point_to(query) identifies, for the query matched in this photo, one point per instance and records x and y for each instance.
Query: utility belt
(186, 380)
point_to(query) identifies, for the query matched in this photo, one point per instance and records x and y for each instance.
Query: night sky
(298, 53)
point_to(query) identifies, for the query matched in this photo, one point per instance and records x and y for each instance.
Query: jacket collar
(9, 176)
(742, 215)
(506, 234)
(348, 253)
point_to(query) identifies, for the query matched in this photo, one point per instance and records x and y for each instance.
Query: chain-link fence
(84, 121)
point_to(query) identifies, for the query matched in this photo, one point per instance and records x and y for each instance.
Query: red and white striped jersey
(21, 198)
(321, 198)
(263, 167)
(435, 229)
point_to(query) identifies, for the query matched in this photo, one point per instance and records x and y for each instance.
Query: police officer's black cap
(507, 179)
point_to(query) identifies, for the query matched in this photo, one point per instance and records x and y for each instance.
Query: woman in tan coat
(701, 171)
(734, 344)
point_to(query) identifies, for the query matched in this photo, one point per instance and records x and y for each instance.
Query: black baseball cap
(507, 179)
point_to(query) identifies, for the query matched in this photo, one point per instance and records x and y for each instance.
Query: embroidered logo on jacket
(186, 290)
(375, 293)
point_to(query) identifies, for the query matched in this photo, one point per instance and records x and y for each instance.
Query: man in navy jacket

---

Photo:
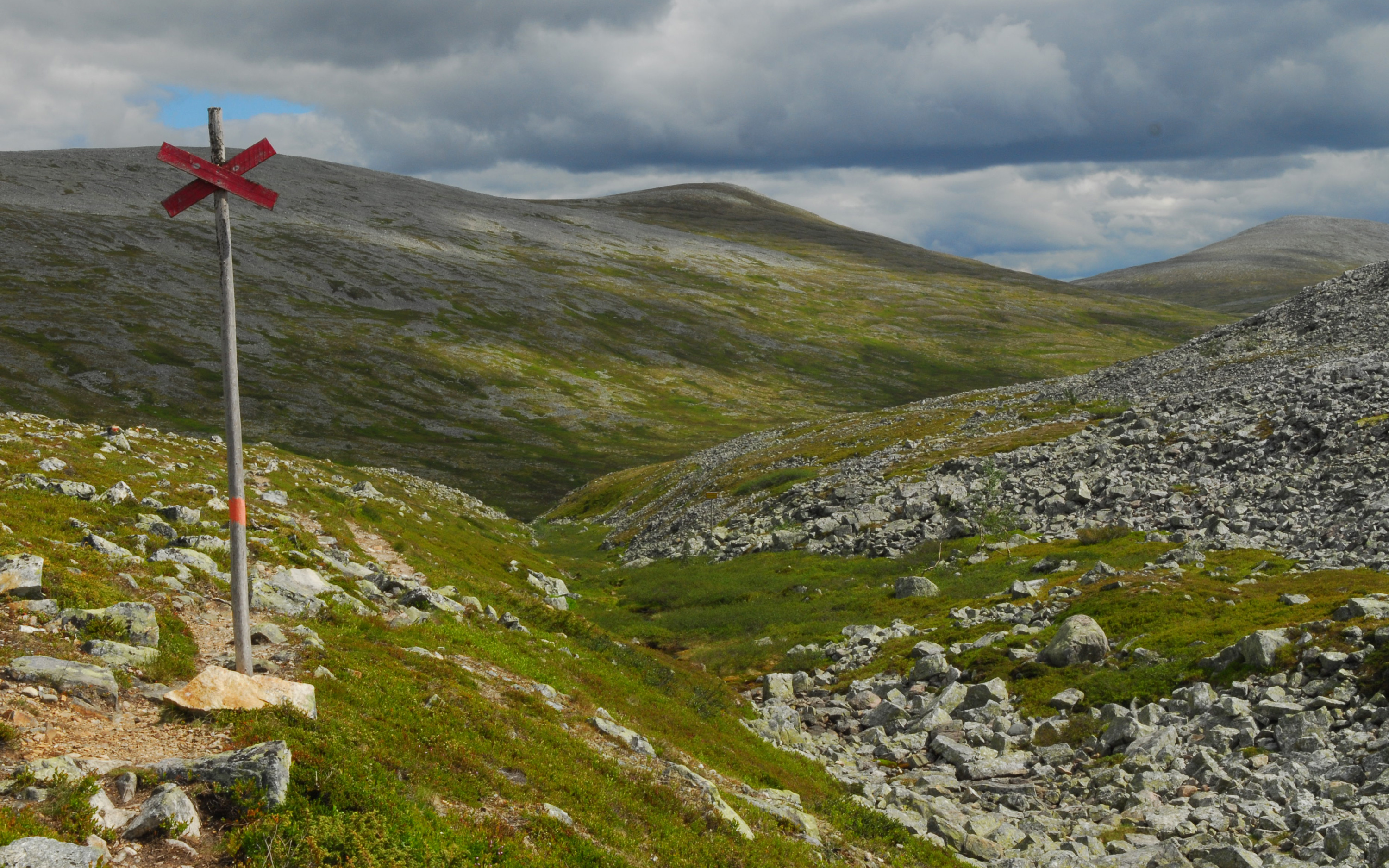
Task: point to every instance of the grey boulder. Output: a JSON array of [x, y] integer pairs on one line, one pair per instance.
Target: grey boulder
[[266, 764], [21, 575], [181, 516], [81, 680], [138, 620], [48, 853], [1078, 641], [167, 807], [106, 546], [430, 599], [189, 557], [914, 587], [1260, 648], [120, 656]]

==

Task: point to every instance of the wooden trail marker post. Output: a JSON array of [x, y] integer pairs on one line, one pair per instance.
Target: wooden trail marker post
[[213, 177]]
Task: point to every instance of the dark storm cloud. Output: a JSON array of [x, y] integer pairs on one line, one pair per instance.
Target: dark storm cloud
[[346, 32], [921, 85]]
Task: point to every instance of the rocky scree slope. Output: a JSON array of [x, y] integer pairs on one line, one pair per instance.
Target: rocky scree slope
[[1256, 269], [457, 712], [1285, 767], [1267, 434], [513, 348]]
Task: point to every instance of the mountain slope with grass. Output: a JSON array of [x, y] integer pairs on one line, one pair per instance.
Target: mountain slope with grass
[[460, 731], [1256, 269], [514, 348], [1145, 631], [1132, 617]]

What you have to do:
Using the entries above, extract exactly the span from the line with "Query: embroidered logo on jacket" to the line with "Query: man in navy jacket", both lines included; leave out everything else.

Answer:
Query: embroidered logo on jacket
(186, 290)
(375, 293)
point_to(query) identifies, for the query matched in this photo, one point per instance and records x and y for each instance.
Query: man in navy jacket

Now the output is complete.